TEXT BLOCK:
Still, we may improve performance by using dedicated techniques, e.g., an activity-label tagger based on a pretrained Language Model that was specifically fine-tuned fot he task at hand; see [here](https://hanvanderaa.com/wp-content/uploads/2022/08/IS2022-Enabling-semantics-aware-process-mining-through-the-automated-annotation-of-event-logs.pdf) for details and [here](https://gitlab.uni-mannheim.de/processanalytics/label-tagger) for an easy-to-use python package wrapping such a dedicated label tagger. Note that, to use the tagger, a bunch of python packages (> 1GB) and a relatively large model (500MB) are needed, which takes to long to install in the context of the live session.

#### Replacing the labels in the event log
Having established this mapping, we can relace the original event lables with the ones obtained though our custom function.
In this manner, we obtain simpler/standardized labels and reduce the number of total labels in the event log. The latter in turn can lead to simpler process models (due to fewer nodes) when applying process discovery.
Also note that the role information (e.g., EMPLOYEE, SUPERVISOR, ADMINISTRATION) that we ommitted from the original labels in the standardization process are still available in the log, because these were already captured in the dedicated <code>org:role</code> attribute.

In [None]:
travel_event_log["concept:name"] = travel_event_log["concept:name"].apply(lambda x: x if label_mapping[x] == '' else label_mapping[x])

In [None]:
travel_event_log

In [None]:
unique_labels_preprocessed = set(travel_event_log["concept:name"].unique())
print(len(unique_labels_preprocessed), "unique preprocessed activity labels are in the log.")
unique_labels_preprocessed

### 1.4 Activity type categorization
Given the new/standardized event labels of our event log, we next want to aquire more information about the type of the activities executed in the process underlying the event log.

Knowing about the type of an activity, e.g., if an activity captures the update of a request or the decision about the acceptance of a request, can be helpful for other analyisis tasks. 
For instance, in conformance checking we may want to assign a higher severity to conformance violations if these involve decisions than if they involve updates.

We can create a prompt that desribes this task and define a function to wrap it as follows:

In [None]:
task_2_prompt = """You are an expert activity label classification system. 
Your task is to accept activity labels such as 'create purchase order' as input and provide the 
category of the activity as output. The categories are 'decide', 'create', 'update', 'delete'.
Do not put any other text in your answer, only a category with nothing before or after. 
If the activity label does not ccorrespond to any of these categories return 'other'.

Here is the activity label that shall be tagged.
Text:
"""

def categorize_activity(label, model="gpt-3.5-turbo"):
    label_promt = task_2_prompt + "'" + label.lower() + "''"
    import openai
    openai.api_key = os.environ["OPENAI_API_KEY"]
    messages = [{"role": "user", "content": label_promt}]
    response = openai.ChatCompletion.create(model=model, messages=messages, temperature=0)
    res = response["choices"][0]["message"]["content"]
    return res

categorize_activity("approve declaration")

EXERCISE TASKS:
(A) Answer each question from the notebook excerpt on event log labels:
(i) How large is the model needed to use the dedicated label tagger?
(ii) In which attribute does the log still hold the role information left out of the standardized labels?
(iii) Which model does the categorize_activity function use by default?
(B) From the notebook excerpt, extract the passage from "Knowing about the" up to and including "are 'decide', 'create', 'update', 'delete'.".

SUPPLIED RECORDS:

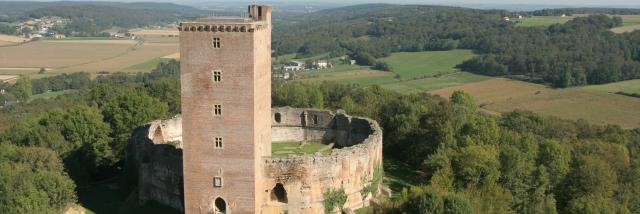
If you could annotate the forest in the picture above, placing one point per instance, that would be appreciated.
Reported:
(580, 52)
(470, 162)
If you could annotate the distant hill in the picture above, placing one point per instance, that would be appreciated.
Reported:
(72, 9)
(580, 52)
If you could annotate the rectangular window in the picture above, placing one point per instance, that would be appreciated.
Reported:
(218, 142)
(217, 181)
(217, 76)
(215, 43)
(217, 110)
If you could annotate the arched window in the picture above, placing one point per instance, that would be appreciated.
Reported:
(278, 117)
(279, 194)
(220, 206)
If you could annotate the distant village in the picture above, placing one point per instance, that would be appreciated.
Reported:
(46, 27)
(289, 69)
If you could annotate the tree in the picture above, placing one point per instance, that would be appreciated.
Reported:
(425, 203)
(454, 204)
(32, 180)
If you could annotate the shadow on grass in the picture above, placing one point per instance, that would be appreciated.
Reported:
(102, 199)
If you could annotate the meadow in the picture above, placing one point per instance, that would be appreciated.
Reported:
(501, 95)
(629, 86)
(411, 72)
(89, 55)
(542, 20)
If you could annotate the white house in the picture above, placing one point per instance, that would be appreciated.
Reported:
(322, 64)
(293, 66)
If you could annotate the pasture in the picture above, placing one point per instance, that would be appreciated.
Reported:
(71, 55)
(629, 86)
(629, 23)
(411, 72)
(541, 20)
(501, 95)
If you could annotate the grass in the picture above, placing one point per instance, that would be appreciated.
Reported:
(101, 199)
(541, 21)
(500, 95)
(418, 72)
(411, 65)
(48, 95)
(629, 86)
(398, 176)
(283, 149)
(427, 84)
(148, 65)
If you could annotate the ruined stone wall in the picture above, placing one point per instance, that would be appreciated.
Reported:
(306, 178)
(155, 157)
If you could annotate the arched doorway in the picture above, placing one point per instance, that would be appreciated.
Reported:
(220, 206)
(279, 194)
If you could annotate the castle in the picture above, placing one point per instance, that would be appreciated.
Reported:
(217, 158)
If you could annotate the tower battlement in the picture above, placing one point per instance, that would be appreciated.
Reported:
(226, 109)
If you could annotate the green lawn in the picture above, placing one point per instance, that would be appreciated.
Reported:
(417, 72)
(541, 21)
(48, 95)
(283, 149)
(412, 65)
(397, 176)
(629, 86)
(427, 84)
(148, 65)
(101, 199)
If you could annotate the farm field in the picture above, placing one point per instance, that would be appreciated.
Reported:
(542, 20)
(629, 86)
(9, 40)
(417, 71)
(70, 55)
(629, 23)
(500, 95)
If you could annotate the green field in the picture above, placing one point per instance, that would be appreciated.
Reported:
(411, 72)
(148, 65)
(629, 86)
(541, 21)
(49, 95)
(284, 149)
(412, 65)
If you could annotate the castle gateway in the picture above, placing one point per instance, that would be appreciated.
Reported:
(225, 135)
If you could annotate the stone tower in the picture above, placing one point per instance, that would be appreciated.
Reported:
(226, 108)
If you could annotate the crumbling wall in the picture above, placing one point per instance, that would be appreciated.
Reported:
(306, 178)
(155, 157)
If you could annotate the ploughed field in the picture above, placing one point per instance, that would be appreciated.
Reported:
(501, 95)
(81, 54)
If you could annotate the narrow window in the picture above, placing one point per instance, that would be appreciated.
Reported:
(217, 142)
(217, 182)
(216, 43)
(217, 110)
(217, 76)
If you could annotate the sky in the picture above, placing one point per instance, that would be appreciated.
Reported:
(473, 3)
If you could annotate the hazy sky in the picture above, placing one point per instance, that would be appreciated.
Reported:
(551, 3)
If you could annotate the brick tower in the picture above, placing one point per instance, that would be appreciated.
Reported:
(226, 107)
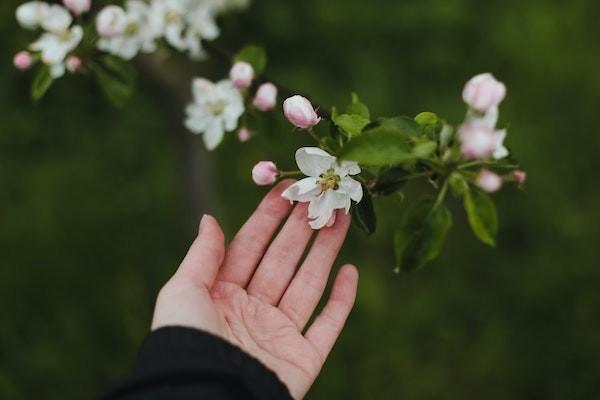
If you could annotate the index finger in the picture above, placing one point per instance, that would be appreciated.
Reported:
(250, 243)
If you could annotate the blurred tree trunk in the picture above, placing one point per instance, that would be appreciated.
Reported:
(172, 85)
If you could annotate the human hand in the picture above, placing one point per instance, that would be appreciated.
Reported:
(252, 295)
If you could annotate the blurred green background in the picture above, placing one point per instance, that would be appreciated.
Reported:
(98, 206)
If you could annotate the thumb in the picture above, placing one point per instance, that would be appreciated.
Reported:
(206, 254)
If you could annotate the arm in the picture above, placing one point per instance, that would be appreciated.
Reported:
(229, 324)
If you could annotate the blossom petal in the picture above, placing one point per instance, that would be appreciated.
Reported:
(57, 70)
(304, 190)
(321, 208)
(56, 19)
(500, 151)
(352, 188)
(313, 161)
(213, 134)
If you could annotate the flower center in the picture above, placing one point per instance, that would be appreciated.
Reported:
(172, 17)
(64, 36)
(329, 180)
(216, 107)
(131, 28)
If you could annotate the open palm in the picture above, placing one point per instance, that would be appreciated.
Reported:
(253, 295)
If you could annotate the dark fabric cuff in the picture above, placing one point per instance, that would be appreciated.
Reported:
(185, 355)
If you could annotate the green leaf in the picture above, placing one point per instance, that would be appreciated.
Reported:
(363, 213)
(481, 213)
(458, 184)
(358, 108)
(41, 83)
(352, 124)
(391, 180)
(430, 123)
(424, 148)
(402, 126)
(117, 88)
(121, 69)
(253, 55)
(385, 142)
(421, 235)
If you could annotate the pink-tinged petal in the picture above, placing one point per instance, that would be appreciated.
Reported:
(300, 112)
(265, 173)
(303, 191)
(488, 181)
(352, 188)
(313, 161)
(484, 92)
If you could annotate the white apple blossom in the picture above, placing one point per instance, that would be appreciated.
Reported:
(138, 33)
(216, 109)
(59, 38)
(184, 23)
(328, 186)
(78, 7)
(111, 21)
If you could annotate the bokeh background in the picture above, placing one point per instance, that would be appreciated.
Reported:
(98, 205)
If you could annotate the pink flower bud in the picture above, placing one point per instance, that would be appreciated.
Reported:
(73, 64)
(264, 173)
(483, 92)
(78, 7)
(241, 74)
(476, 141)
(266, 97)
(300, 112)
(488, 181)
(111, 21)
(23, 60)
(519, 176)
(244, 134)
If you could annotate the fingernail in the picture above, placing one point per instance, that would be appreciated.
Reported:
(202, 222)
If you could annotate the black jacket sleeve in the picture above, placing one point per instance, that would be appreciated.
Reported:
(182, 363)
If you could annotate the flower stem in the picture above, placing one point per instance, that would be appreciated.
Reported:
(285, 174)
(314, 135)
(441, 195)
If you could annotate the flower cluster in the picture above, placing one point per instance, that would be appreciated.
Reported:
(356, 158)
(217, 108)
(59, 37)
(479, 137)
(126, 31)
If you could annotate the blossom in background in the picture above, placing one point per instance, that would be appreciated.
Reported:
(59, 38)
(23, 60)
(73, 64)
(241, 74)
(78, 7)
(126, 37)
(215, 109)
(483, 92)
(300, 112)
(478, 135)
(328, 185)
(488, 181)
(266, 97)
(31, 14)
(519, 176)
(478, 142)
(111, 21)
(244, 134)
(265, 173)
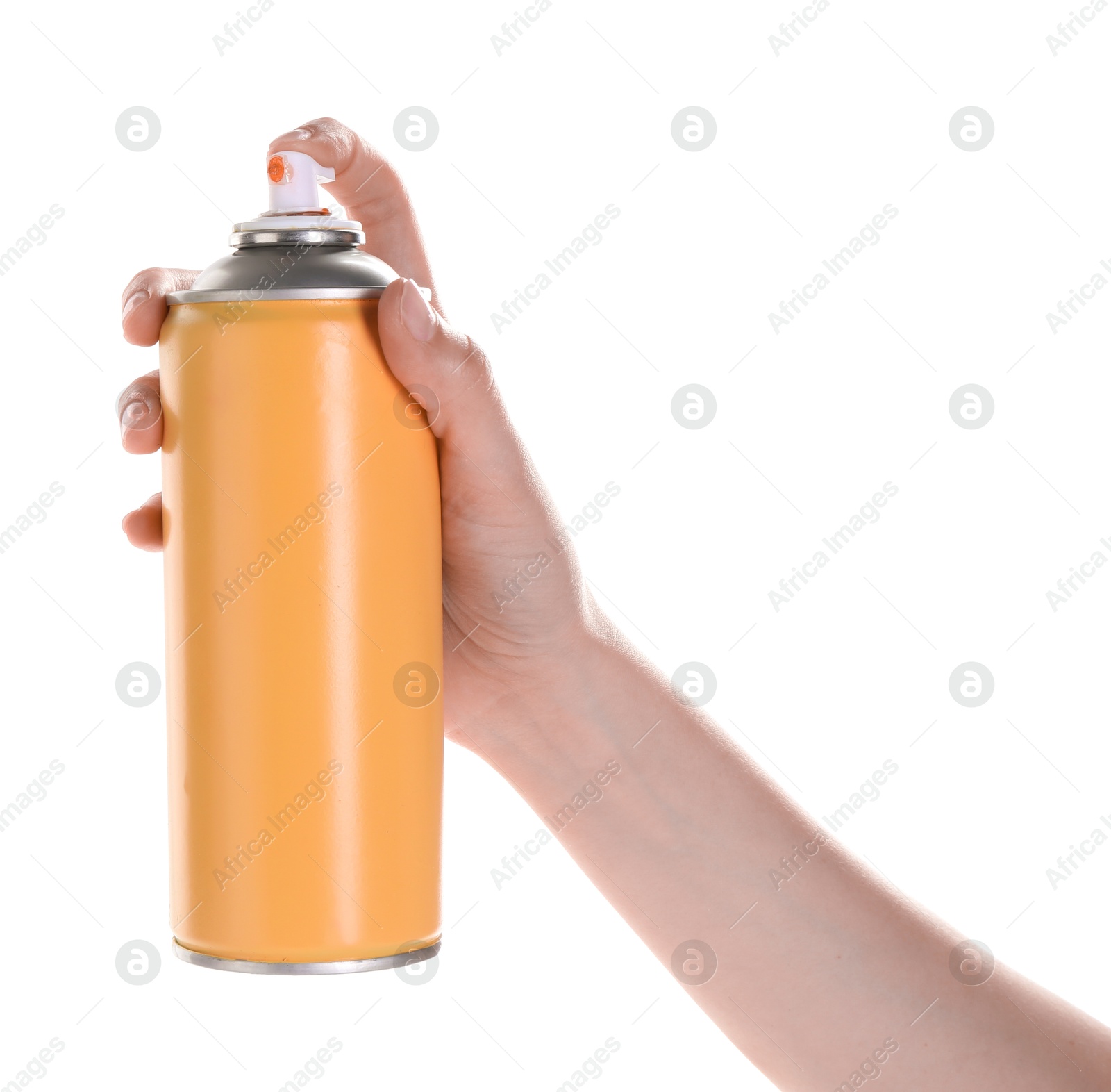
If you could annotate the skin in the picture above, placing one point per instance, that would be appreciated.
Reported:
(818, 972)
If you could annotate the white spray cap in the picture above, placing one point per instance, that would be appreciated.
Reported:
(294, 177)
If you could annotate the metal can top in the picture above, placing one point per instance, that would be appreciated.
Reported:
(317, 260)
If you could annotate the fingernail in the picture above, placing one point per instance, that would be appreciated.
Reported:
(133, 415)
(133, 301)
(416, 312)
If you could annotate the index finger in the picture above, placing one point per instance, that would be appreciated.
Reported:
(370, 190)
(144, 301)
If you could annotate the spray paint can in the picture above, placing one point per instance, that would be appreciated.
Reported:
(301, 518)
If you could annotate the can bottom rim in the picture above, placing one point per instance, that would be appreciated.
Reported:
(335, 966)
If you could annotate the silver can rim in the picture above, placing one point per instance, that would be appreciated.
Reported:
(244, 295)
(337, 966)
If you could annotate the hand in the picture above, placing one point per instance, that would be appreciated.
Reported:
(499, 659)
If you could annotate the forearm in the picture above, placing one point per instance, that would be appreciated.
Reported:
(819, 962)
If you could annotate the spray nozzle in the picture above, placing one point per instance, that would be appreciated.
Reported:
(292, 179)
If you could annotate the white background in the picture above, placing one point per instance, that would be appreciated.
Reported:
(810, 144)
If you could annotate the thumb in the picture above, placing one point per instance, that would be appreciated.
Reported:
(448, 374)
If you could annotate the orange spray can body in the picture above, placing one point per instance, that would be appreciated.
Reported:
(301, 520)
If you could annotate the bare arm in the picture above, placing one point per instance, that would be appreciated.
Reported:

ANSWERS IN ORDER:
(A)
(i) 500MB
(ii) org:role
(iii) gpt-3.5-turbo

(B)
Knowing about the type of an activity, e.g., if an activity captures the update of a request or the decision about the acceptance of a request, can be helpful for other analyisis tasks. 
For instance, in conformance checking we may want to assign a higher severity to conformance violations if these involve decisions than if they involve updates.

We can create a prompt that desribes this task and define a function to wrap it as follows:

In [None]:
task_2_prompt = """You are an expert activity label classification system. 
Your task is to accept activity labels such as 'create purchase order' as input and provide the 
category of the activity as output. The categories are 'decide', 'create', 'update', 'delete'.